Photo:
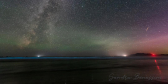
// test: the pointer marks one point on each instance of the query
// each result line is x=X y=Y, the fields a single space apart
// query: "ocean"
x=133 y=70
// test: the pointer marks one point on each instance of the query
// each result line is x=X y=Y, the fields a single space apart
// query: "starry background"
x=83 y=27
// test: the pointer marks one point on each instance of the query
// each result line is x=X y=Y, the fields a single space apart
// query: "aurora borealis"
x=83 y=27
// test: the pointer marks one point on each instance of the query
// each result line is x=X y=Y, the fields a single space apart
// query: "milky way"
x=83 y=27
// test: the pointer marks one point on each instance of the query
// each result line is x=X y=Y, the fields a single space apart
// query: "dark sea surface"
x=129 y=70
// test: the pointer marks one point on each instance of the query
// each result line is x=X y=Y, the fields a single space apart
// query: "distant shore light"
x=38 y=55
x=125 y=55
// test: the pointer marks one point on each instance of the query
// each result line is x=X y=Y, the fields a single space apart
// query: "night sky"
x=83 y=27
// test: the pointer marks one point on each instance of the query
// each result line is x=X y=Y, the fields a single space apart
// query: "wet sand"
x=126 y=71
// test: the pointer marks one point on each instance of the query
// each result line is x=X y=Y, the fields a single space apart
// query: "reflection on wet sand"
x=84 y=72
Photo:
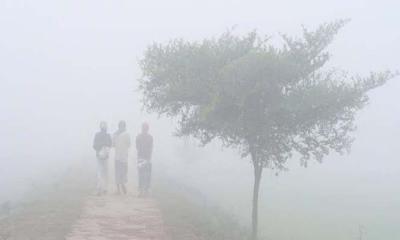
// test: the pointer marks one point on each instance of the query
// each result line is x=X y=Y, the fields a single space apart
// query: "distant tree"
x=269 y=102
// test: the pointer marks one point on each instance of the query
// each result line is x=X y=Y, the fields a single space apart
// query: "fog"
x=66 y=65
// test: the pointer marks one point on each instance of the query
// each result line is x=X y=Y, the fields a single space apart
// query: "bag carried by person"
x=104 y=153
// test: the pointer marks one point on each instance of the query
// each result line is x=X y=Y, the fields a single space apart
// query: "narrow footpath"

--

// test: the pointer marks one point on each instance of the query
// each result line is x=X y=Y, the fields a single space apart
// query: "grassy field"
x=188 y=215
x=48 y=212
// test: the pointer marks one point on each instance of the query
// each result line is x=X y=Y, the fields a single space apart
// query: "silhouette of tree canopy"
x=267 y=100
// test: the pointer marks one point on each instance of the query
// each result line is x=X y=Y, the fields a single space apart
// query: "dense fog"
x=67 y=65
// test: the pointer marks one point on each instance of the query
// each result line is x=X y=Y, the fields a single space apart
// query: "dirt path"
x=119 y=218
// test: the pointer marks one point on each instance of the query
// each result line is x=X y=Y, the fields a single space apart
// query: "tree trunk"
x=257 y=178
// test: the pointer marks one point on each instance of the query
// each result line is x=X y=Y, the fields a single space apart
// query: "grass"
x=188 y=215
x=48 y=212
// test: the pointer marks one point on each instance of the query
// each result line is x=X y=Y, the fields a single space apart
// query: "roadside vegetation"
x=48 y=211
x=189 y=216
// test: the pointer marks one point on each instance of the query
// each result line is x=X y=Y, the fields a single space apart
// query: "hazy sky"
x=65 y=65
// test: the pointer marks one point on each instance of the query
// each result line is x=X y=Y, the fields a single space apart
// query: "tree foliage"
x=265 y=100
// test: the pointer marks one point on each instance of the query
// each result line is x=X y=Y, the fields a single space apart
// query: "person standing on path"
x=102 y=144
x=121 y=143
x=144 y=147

### Challenge
Collect every line in the rows above that contains the word "distant", and copy each one in full.

### Result of this exercise
// query: "distant shore light"
// query: "distant tree"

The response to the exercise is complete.